TEXT PASSAGE -
·····

When I was working in the Emergency Room of one particular hospital one night, a patient came in who'd tried to kill himself by taking a bottle of his mom's heart meds (It was a particularly good plan, but he lost his nerve and decided to submit to whatever modern medicine would do to him in order for him to stay alive). One of the first things done in almost every overdose was an insertion of a Lavacuator in the patient's stomach via one of the two holes in his/her face above their mouth. Now, the Lavacuator wasn't an everyday, garden variety NG (nasogastric) tube, all dainty and polite. Nope: a Lavacuator was a hose, was roughly the diameter of the patient's pinkies, and was very impolite upon insertion. I imagine it was a lot like inserting John Holmes--a legendary actor-- through your nose.
Ok, back to the man with mommie's pills in his gut. We--my friend Paul the Nurse, and I--set about working to shove the Lavacuator into the man's nose and down into his stomach. Alas, one of the most popular responses to having a Lavacuator do a deep mining probe via your nose is to puke. It's here I have to tell you that Paul the Nurse was born with and lived by a code of a very sadistic, sick humor. That's one reason why we worked so well together. As the hose was run into his nose and down past his Gag Zone, the patient started to visualize the errors he'd swallowed, before we'd finished. Paul the Nurse, always quick on his feet and always ready to seize the moment for what would most entertain him, saw the the patient's stomach contents--a very cheap macaroni salad--start spraying out the end of the Lavacuator. Paul the Nurse quickly and accurately pointed the open end of the Lavacuator at me. I swear Fucker the Nurse moved the Lavacuator back and forth so as to maximize coverage of me......and he succeeded.

·····

PROBLEM TO WORK ON - Please carry on the emergency room story from its last sentence, keeping the same voice.

RECORD EXCERPTS -
·····

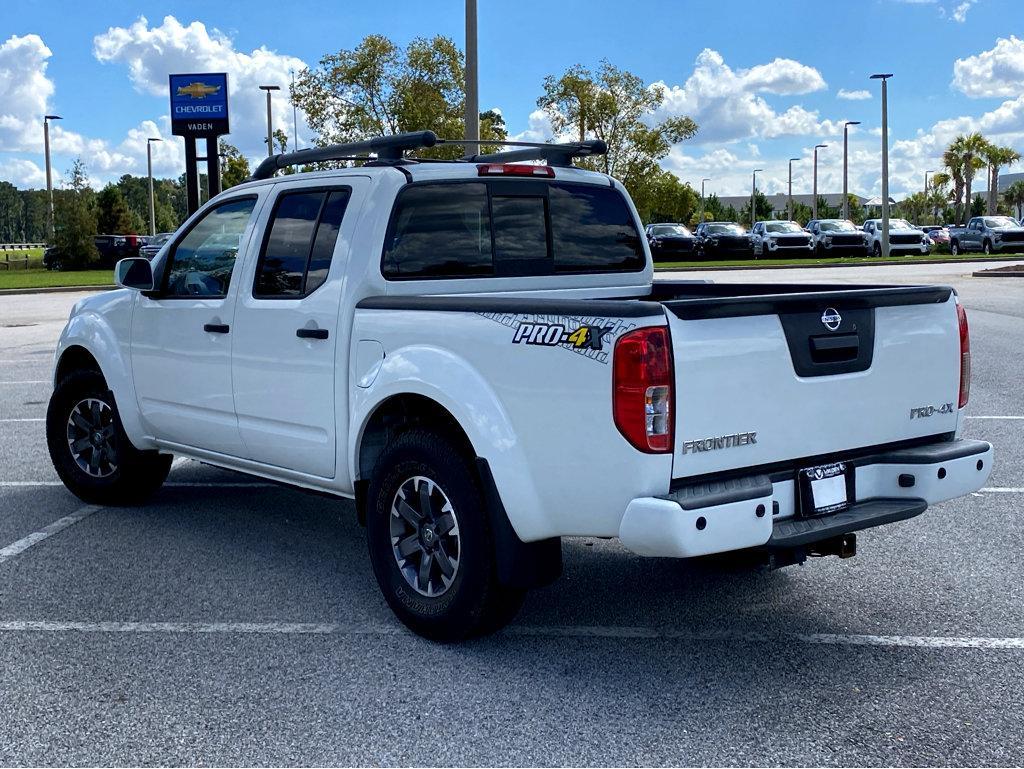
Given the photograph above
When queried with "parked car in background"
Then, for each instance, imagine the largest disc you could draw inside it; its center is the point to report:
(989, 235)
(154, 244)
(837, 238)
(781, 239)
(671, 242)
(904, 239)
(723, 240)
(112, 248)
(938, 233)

·····

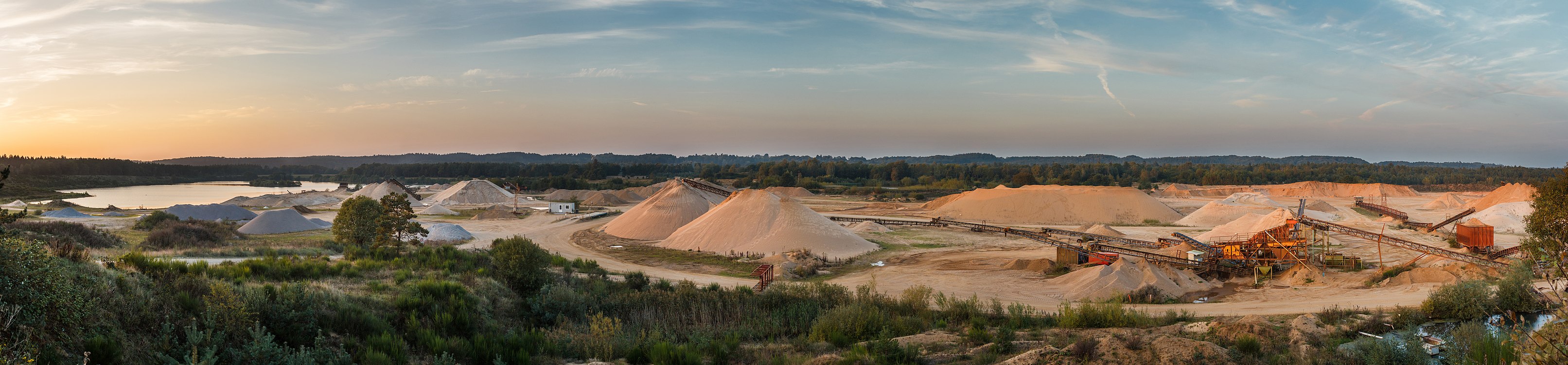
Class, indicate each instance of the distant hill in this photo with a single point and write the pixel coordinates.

·····

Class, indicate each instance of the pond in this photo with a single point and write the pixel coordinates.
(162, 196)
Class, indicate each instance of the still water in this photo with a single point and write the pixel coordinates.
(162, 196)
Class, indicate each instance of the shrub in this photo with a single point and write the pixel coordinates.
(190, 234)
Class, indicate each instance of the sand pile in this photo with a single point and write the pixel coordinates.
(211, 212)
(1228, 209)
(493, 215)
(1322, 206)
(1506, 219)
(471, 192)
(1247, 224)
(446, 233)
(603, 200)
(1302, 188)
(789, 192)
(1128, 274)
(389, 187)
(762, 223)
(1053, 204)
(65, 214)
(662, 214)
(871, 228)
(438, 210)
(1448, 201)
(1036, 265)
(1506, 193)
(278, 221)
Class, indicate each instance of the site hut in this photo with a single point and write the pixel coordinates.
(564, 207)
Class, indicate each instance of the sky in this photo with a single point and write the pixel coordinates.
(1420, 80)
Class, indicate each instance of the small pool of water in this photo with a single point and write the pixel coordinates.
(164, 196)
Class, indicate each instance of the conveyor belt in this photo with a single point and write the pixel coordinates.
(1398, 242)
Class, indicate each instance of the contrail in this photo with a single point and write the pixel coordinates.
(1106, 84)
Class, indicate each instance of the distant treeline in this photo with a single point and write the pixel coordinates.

·····

RESPONSE FOR THIS EXERCISE -
I had cheap, partially digested, discount grocery bought macaroni salad and bile in my hair, all over my scrubs, inside my scrub shirt, between my glasses and my eyeballs, in my pants, in my underwear, under my watch band, and in my shoes.....and a bit inside my nose for added comic relief. Of course it weren't just chunks decorating my visage. No, there was a warm, foul liquid dripping down my face and off my chin. Paul the Nurse responded as you'd expect any medical professional to, that is to say he laughed so hard as to cry and called for other nurses to come in and view my marinated state. That the patient was apologetic really didn't help much.
In all honesty, I can't really blame Paul the Nurse, as he was likely following what he'd been taught. I imagine it was a lot like what we paramedics were taught: when a patient started to throw up, we were to preferentially turn said patient's head toward a nurse--if one was available. If there was no nurse, said patient's head would be turned toward the nearest EMT, and failing that, toward your partner.